Data items:
# # # #
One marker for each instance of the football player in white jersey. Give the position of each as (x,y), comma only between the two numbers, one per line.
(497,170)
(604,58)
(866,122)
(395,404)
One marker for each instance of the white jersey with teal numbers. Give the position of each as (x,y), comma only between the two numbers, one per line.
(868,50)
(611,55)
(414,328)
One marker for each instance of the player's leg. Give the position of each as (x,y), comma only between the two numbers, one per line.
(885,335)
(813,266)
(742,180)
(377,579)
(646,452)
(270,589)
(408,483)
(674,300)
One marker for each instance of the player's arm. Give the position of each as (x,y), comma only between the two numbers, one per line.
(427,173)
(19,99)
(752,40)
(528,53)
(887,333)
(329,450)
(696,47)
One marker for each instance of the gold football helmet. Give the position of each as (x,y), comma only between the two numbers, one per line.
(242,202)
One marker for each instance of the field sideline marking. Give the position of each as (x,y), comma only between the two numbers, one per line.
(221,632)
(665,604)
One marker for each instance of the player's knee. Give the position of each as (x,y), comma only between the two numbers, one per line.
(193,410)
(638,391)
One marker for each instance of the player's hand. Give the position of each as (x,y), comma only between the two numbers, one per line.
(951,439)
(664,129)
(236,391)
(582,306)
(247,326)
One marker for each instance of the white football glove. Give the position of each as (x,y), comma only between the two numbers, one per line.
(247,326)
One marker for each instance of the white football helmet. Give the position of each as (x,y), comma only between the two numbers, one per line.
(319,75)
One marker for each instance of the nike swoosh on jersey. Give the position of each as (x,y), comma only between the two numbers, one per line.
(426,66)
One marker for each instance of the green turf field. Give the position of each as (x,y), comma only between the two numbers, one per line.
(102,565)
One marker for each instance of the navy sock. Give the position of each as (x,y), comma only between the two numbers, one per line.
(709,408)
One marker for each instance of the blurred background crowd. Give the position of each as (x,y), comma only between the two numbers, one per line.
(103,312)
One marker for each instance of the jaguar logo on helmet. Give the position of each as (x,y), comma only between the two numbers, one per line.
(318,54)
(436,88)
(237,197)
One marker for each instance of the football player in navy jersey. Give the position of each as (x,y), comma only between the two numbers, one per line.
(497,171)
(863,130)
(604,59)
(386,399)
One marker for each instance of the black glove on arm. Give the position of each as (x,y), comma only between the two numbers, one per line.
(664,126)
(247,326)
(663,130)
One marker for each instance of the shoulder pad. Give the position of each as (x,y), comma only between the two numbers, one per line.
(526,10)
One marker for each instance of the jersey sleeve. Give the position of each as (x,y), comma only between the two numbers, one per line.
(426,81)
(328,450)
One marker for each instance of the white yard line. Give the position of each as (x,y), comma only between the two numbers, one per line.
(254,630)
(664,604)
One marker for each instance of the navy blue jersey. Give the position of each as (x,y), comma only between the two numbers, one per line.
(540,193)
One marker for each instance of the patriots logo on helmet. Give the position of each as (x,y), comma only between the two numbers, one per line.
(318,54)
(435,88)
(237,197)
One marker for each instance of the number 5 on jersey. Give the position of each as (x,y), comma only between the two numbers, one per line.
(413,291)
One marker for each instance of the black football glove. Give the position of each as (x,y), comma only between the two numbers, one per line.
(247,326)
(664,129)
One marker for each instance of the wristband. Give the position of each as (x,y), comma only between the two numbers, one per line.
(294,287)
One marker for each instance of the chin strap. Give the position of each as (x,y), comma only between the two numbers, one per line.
# # # #
The task: Please write the data above out again, exactly the same.

Result:
One marker for each instance of the football player in white jersey. Give the position of each as (x,y), comma only between the two numbers, one per line.
(497,170)
(604,58)
(866,122)
(395,404)
One marker for each instance of the white jersey with teal numbers. Give the position of each as (x,y), comma only between the two numbers, one per line.
(868,50)
(611,55)
(414,328)
One marker for each instance of the player's leg. Give the position of each as (x,y), comma only between the two numbers, one per line.
(885,335)
(813,266)
(742,180)
(377,579)
(646,452)
(270,589)
(408,483)
(674,300)
One marker for each instance of the player's arm. Give the position of each as (x,y), comma only between the two numbers, one per line.
(427,173)
(19,99)
(752,40)
(528,53)
(887,333)
(329,450)
(696,47)
One marker for each instance of the gold football helmet. Give the position of each as (x,y), comma only between the two numbers, one per line.
(242,202)
One marker for each instance of the field sideline marking. Give the position of each as (x,y), comma only between the two numbers, one per line.
(221,632)
(665,604)
One marker for each instance of the player's knee. Give the position of each as (x,y), comma only between the two numbers, one per line.
(193,410)
(638,391)
One marker for each instance of the player's hand. Give the position of each as (x,y), comma only between the two numbers, one per line.
(951,439)
(664,129)
(236,391)
(582,306)
(247,326)
One marker for each instance of the white football glove. Give the position of each as (x,y), comma only between the two numbers, one per line.
(247,326)
One marker for each instance of the white football helmet. Give the position of each as (x,y), comma only between the two numbers, one per line.
(319,75)
One marker for each instance of the nike swoosh on jersey. Give the position of each as (x,y), comma only between the two numbers, one per line.
(426,66)
One marker for each instance of the green turf field. Give the position of each as (x,y), comma only between the two numbers, one per line.
(102,565)
One marker for each instance of the navy sock. Give the position of each as (x,y), comma only between the two numbers, one per line.
(709,408)
One marker for each instance of the blurred background crowd. Give the position of each as (x,y), comma only between the two numbers, one per line.
(103,312)
One marker for each instance of the jaguar logo on helmet. Give the position of each as (x,y), comma only between the two numbers, one per line.
(318,54)
(436,88)
(237,197)
One marker for each instance of the football player in navy jersey. Give the position of each as (x,y), comma only between the two numbers, one per line.
(497,171)
(863,130)
(604,59)
(386,399)
One marker for each instance of the black glove on arm. Give the position of each as (x,y), comma only between the two numbers, one per line.
(664,126)
(247,326)
(663,130)
One marker for each instance of the shoulder pad. Give the position of each as (x,y), comma only between the two numbers, one per line.
(526,10)
One marker for each instance of the jersey sleeve. Give the position of each as (x,y), comma only between the two numbers, one per line.
(426,81)
(328,450)
One marker for each instance of the white yard line. Give the position of each as (x,y), comma only between the two numbers, one per line.
(254,630)
(664,604)
One marker for each instance of the navy blue jersey. Give the position of each as (x,y), comma only between the two numbers, one per line.
(540,193)
One marker for each instance of the patriots logo on helmet. Give the position of each as (x,y), comma only between the two numbers, one per line.
(318,54)
(435,88)
(237,197)
One marker for each instance of the number 5 on jersey. Give the position of each as (x,y), comma only between the two numbers, one per line.
(413,291)
One marker for each instance of the black football glove. Give the position of each as (x,y), comma only between the two numbers, one per line.
(247,326)
(664,129)
One marker for each instance of the wristband. Give the position of each as (x,y), comma only between the two numbers, one per line.
(294,287)
One marker for each instance of the chin strap. Give the position of each as (x,y), comma only between the two numbers, one per line.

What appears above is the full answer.